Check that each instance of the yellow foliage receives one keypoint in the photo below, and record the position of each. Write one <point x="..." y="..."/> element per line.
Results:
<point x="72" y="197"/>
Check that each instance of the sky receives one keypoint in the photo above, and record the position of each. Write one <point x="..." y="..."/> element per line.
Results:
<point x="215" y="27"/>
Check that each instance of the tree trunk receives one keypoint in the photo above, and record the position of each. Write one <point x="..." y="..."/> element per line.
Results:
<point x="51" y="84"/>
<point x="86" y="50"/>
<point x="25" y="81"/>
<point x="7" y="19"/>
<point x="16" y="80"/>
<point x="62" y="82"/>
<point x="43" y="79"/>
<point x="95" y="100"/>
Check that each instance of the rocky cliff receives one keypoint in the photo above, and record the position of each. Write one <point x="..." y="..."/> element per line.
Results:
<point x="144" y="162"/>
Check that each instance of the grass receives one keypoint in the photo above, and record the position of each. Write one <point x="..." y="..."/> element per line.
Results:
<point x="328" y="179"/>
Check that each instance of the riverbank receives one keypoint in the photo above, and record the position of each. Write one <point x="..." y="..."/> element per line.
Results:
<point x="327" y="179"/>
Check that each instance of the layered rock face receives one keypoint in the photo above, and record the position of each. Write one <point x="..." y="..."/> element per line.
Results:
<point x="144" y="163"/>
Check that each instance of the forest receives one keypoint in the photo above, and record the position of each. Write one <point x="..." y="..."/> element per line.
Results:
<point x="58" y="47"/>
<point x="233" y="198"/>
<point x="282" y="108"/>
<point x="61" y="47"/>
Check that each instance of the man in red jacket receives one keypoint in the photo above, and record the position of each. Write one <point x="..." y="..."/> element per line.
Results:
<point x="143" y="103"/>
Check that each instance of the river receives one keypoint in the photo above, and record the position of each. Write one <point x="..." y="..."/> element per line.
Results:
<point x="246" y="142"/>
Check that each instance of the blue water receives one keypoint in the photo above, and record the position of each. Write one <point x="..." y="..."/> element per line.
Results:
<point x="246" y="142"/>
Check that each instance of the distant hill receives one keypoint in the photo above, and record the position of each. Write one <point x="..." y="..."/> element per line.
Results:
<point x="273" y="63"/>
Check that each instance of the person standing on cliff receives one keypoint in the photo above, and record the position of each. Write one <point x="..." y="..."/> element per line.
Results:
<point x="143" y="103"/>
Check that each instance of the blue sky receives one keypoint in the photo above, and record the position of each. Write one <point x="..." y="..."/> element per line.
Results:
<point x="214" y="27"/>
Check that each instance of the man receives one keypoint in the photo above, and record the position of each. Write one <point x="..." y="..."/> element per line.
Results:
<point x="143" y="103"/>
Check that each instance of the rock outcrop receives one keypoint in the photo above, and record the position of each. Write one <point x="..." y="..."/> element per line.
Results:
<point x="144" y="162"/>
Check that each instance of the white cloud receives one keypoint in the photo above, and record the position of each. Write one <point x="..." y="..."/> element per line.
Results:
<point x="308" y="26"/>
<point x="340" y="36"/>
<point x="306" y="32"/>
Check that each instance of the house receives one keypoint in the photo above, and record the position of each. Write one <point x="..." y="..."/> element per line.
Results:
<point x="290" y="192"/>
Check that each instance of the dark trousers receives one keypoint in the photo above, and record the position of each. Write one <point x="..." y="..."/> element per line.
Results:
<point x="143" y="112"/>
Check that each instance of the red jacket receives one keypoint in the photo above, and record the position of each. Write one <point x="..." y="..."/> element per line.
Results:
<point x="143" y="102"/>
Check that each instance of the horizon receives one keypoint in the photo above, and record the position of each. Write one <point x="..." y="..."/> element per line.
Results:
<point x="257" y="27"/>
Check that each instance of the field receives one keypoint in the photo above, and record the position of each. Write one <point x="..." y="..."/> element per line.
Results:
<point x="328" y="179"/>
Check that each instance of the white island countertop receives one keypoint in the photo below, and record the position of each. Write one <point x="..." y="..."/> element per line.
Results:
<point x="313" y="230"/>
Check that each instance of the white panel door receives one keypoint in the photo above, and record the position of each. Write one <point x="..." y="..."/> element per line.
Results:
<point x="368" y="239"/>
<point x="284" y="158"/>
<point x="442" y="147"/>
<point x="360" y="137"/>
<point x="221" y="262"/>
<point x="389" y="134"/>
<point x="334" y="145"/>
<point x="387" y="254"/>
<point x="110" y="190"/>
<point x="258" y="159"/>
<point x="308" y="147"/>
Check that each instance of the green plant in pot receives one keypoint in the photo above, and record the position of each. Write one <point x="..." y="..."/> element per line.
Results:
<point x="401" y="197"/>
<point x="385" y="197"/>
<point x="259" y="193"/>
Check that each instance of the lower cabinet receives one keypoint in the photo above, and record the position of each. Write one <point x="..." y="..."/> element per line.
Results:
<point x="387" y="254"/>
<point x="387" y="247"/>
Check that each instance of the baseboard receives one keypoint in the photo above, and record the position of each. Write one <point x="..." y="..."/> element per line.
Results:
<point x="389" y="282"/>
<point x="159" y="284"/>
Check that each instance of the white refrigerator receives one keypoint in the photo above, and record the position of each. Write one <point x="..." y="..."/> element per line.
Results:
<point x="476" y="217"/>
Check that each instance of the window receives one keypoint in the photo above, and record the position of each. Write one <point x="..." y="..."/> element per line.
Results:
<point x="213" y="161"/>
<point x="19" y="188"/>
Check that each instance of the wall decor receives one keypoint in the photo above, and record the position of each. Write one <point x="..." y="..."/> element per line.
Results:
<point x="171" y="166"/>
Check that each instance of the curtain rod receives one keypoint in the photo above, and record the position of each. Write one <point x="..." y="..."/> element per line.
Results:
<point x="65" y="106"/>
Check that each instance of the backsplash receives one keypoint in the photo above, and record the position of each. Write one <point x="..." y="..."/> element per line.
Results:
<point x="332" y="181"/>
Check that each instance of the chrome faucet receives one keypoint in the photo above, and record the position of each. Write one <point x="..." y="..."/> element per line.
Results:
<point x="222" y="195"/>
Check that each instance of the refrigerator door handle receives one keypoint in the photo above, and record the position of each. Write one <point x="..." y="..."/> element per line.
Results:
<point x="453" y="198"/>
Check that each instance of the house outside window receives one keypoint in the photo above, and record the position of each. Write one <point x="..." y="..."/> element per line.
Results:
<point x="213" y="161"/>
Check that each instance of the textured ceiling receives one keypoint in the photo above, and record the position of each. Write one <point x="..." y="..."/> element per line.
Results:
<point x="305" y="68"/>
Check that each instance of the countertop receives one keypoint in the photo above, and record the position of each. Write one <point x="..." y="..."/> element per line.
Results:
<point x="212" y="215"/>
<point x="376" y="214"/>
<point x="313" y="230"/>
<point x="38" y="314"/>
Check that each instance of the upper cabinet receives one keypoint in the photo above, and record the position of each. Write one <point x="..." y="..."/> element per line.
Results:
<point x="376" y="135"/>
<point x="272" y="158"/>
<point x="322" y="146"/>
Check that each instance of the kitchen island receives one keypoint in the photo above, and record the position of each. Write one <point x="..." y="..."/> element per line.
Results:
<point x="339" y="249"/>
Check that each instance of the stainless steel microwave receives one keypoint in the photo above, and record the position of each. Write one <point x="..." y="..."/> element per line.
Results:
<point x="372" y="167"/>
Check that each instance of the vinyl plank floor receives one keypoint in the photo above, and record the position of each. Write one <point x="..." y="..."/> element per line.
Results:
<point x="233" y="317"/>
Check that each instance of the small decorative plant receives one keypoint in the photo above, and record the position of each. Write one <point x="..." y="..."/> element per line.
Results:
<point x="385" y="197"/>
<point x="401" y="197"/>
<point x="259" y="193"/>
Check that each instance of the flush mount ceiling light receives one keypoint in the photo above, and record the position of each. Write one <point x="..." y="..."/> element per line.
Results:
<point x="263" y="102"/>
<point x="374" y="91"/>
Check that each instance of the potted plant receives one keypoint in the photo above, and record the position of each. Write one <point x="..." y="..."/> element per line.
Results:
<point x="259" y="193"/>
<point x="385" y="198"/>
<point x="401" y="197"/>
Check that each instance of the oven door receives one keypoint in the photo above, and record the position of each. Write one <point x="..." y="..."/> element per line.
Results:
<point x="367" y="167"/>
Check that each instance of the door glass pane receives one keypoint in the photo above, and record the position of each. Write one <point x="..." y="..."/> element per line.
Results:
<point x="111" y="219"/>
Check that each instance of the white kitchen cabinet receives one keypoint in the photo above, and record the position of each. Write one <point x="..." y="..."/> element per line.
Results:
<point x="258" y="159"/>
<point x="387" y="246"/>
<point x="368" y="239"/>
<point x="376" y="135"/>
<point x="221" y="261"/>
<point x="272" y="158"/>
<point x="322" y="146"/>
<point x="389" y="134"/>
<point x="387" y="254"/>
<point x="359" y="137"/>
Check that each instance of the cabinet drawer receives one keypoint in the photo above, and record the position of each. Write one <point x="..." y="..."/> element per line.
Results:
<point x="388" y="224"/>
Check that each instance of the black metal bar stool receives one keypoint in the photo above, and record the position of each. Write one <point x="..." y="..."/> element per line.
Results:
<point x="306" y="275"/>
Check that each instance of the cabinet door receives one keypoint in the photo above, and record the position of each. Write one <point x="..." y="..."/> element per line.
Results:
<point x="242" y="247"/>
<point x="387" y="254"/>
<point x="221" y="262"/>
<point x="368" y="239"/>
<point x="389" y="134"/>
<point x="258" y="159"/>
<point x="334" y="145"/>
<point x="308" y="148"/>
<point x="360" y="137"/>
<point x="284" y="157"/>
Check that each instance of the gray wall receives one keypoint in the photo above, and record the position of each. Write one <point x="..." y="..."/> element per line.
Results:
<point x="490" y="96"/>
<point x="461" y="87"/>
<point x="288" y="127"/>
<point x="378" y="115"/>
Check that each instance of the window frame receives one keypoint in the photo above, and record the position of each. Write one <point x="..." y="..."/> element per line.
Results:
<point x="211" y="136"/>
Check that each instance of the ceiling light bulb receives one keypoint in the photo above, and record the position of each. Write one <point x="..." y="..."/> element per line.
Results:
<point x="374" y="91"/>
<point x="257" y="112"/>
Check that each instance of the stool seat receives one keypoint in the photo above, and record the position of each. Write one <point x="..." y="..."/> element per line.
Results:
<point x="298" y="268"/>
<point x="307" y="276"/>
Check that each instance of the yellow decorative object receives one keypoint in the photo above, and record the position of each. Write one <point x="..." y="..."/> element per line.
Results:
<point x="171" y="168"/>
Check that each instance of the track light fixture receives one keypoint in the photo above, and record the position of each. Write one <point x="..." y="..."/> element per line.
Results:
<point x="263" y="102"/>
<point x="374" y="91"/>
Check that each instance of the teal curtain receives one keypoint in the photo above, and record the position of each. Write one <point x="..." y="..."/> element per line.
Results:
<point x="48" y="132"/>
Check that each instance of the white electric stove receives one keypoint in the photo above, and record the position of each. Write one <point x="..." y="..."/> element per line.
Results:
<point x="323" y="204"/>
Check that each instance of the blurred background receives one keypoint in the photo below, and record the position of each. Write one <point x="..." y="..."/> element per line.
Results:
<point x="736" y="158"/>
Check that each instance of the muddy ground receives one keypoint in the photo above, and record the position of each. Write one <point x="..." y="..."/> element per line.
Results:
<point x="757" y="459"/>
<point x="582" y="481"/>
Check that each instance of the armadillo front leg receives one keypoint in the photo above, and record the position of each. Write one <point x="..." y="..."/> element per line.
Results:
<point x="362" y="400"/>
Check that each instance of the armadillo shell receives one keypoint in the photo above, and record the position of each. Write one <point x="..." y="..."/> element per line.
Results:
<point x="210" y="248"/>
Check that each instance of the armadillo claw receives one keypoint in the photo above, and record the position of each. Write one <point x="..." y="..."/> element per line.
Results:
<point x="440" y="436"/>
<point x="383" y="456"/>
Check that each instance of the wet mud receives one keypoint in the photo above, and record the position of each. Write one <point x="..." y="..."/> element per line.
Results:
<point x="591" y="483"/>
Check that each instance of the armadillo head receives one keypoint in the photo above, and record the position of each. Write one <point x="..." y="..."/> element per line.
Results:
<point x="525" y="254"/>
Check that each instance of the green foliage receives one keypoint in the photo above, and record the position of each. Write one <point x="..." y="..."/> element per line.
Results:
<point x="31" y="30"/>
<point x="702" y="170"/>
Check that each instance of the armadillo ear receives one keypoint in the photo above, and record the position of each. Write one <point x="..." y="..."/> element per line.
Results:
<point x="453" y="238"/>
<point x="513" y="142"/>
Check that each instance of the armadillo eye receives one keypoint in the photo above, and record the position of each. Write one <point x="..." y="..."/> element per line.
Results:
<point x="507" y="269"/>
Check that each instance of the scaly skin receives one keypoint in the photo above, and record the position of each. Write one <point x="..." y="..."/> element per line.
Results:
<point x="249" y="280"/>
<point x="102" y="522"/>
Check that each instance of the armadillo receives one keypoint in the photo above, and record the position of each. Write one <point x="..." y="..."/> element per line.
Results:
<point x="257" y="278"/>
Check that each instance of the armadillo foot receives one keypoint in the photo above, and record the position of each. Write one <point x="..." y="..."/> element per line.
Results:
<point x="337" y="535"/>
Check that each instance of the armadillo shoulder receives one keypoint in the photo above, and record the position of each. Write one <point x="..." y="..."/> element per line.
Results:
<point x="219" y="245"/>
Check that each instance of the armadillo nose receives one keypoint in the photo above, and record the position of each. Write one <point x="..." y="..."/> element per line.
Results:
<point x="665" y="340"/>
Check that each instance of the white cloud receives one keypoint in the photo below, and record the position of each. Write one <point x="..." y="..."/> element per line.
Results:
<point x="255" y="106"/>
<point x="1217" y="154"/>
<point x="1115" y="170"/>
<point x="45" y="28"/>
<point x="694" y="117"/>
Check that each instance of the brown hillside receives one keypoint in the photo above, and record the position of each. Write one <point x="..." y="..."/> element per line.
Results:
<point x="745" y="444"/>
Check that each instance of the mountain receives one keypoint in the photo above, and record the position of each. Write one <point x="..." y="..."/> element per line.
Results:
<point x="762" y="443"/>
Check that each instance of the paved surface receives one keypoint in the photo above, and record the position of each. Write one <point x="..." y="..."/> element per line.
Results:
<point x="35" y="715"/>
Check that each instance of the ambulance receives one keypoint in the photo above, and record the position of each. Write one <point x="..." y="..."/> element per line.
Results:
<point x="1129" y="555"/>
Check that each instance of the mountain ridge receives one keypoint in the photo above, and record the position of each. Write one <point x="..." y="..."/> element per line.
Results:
--------------------------------
- _Required work_:
Beginning at the line that holds "Check that each instance of the brown", reproduce each line of the records above down to and including the last one.

- _The output_:
Check that each instance of the brown hillside receives one keypoint in the photo above, and record the position of each. Write one <point x="..." y="..."/> element per line.
Results:
<point x="745" y="444"/>
Check that each instance of the mountain receives one keypoint in the photo above, and record the position of each. Write one <point x="..." y="..."/> element per line.
Results:
<point x="762" y="443"/>
Check that each instance of the paved surface receives one keypoint in the photo above, and record the position of each. Write one <point x="..." y="..."/> element per line.
Results:
<point x="35" y="715"/>
Check that each instance of the ambulance receives one keypoint in the photo above, and record the position of each. Write one <point x="..." y="..."/> element per line.
Results:
<point x="1129" y="555"/>
Check that each instance of the mountain ridge receives one keypoint in the photo above, and record the position of each. Write one <point x="..." y="..."/> element per line.
Results:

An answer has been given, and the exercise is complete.